О хо! Титишана! Куда ты ушла, Титишана?
Ты ушла далеко – ва, ва, ва!
Затем, испугавшись, что его могут застать врасплох, кот положил взятые вещи на место и вернулся в свой крааль. Он делал так каждое утро, как только Титишана покидала дом, отправляясь в поле, до тех пор, пока дети не услышали его песню и не сказали об этом хозяину дома. Мужчина не поверил им, но все же спрятался у двери и увидел кота, надевшего его набедренную повязку и украшения и начавшего танцевать. Мужчина ворвался в хижину и убил кота, и в тот же момент Титишана, мотыжившая землю, упала без чувств. Придя в себя, она крикнула: «Они убили меня там, в деревне!» – и, рыдая, отправилась домой. Она села у дверей хижины, велев мужу завернуть тело кота в циновку – потому что она умерла бы, увидев тело, – чтобы она могла отнести его в родную деревню. Девушка отправилась в путь, за ней следовал муж. Принеся тело кота в деревню, она положила сверток на площади. Здесь к Титишане подошла женщина и сказала: «Мы предлагали тебе слона – ты отказалась; мы предлагали тебе антилопу – ты отказалась; разве ты не убила нас всех – ответь мне!» Все жители деревни собрались на площади, говоря: «Наш клан Кота погиб!»
Затем они развернули циновку и один за другим – первой была сама Титишана – подходили и смотрели на мертвого кота, и каждый падал замертво, стоило ему увидеть тело животного. Муж Титишаны вышел, закрыл ворота в окружавшей деревню ограде пучком колючих веток и отправился домой, оставив тела жителей деревни непогребенными. Он рассказал своим товарищам, что, убив кота, убил и всех этих людей, поскольку их жизнь зависела от жизни этого животного. Более того, он потерял приданое, которое отдал за свою жену, поскольку в живых не осталось тех, у кого можно было бы потребовать его назад.
Очевидно, что кот являлся тотемом клана. Интересными представляются несколько деталей в сказке. Жена хочет иметь свой тотем, но от нее этого, видимо, не ожидают, и разражается катастрофа. Хранит ли эта сказка смутные воспоминания о переходе от счета родства по женской линии к счету родства по мужской линии? Тот факт, что жизнь клана зависела от кота, кажется, подтверждает теорию тотема как «внешней» души, которой одно время придерживался Фрейзер. Впрочем, впоследствии он отверг ее.

*Задание*
Выпишите из отрывка о Титишане и коте без изменений фрагмент от слов «Очевидно, что кот» до слов «он отверг ее.».

*Записи*
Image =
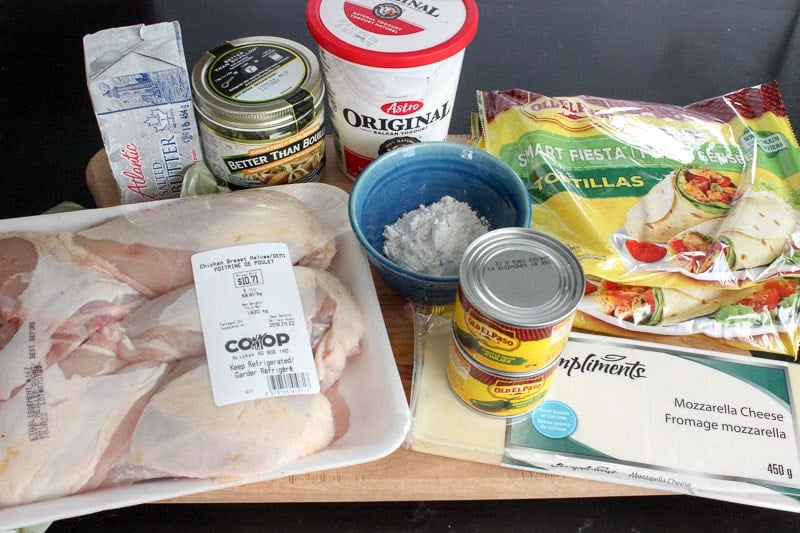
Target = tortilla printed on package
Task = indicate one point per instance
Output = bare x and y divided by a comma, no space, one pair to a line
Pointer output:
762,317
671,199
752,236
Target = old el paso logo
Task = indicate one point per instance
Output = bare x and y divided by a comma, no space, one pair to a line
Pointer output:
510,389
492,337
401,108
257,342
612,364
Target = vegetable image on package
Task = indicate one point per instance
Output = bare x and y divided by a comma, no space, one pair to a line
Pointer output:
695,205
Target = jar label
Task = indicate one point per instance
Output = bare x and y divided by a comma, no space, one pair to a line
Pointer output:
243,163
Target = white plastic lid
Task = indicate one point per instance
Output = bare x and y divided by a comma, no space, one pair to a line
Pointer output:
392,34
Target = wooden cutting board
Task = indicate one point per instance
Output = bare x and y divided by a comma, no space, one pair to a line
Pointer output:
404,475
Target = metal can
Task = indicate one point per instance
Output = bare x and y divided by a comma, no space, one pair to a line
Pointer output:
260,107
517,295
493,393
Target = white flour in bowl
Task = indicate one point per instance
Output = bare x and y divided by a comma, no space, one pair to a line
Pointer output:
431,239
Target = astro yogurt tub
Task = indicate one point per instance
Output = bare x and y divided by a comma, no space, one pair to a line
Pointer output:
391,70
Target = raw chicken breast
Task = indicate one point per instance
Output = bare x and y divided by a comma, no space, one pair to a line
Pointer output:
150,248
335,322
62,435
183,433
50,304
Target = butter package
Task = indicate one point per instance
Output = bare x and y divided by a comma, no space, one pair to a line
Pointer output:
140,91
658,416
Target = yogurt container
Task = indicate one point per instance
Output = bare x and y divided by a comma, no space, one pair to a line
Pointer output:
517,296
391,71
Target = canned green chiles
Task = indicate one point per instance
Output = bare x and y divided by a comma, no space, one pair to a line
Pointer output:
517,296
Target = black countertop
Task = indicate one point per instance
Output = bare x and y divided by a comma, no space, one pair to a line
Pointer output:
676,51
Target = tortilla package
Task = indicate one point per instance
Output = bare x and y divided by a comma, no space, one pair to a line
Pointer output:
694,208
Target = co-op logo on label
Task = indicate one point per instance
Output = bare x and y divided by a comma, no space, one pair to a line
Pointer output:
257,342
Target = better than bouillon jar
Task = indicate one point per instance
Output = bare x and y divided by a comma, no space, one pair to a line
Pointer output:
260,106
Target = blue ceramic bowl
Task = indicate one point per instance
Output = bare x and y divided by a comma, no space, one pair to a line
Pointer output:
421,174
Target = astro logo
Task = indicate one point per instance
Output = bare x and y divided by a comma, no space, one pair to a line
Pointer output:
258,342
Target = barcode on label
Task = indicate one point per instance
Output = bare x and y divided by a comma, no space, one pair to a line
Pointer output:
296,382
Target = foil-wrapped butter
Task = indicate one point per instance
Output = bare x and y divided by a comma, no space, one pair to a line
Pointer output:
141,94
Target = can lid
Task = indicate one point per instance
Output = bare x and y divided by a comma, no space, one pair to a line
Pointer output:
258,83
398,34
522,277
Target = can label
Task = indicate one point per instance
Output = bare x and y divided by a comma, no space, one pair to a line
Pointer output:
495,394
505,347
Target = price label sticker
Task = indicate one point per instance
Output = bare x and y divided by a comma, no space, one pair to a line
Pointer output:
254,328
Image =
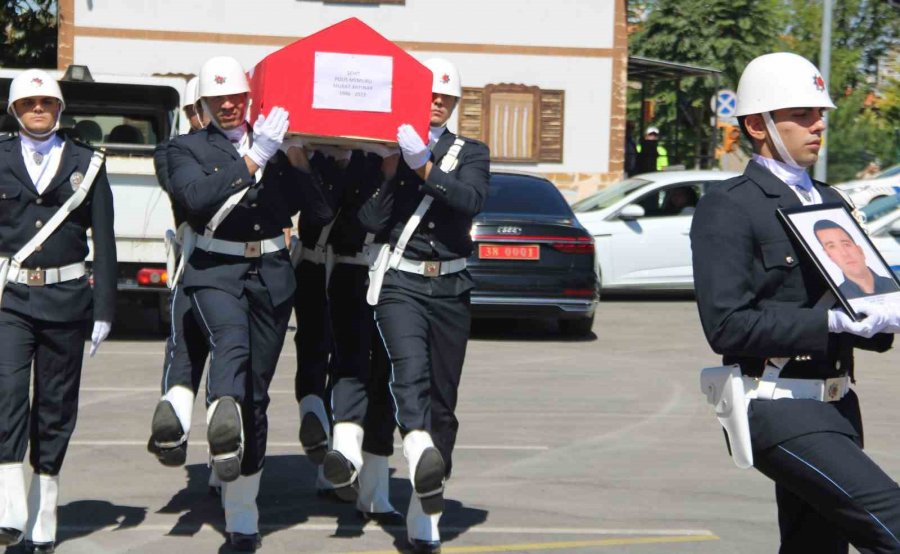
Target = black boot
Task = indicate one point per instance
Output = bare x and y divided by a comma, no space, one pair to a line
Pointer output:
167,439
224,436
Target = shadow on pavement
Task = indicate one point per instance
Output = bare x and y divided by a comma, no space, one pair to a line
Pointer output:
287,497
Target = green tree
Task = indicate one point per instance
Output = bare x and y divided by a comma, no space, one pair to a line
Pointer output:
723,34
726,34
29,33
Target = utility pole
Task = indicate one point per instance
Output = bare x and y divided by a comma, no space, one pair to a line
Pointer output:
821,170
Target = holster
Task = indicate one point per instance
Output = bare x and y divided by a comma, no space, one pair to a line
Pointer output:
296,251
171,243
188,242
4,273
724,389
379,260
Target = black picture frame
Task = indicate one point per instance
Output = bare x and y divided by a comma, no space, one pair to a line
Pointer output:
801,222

*Результат выполнения*
Очевидно, что кот являлся тотемом клана. Интересными представляются несколько деталей в сказке. Жена хочет иметь свой тотем, но от нее этого, видимо, не ожидают, и разражается катастрофа. Хранит ли эта сказка смутные воспоминания о переходе от счета родства по женской линии к счету родства по мужской линии? Тот факт, что жизнь клана зависела от кота, кажется, подтверждает теорию тотема как «внешней» души, которой одно время придерживался Фрейзер. Впрочем, впоследствии он отверг ее.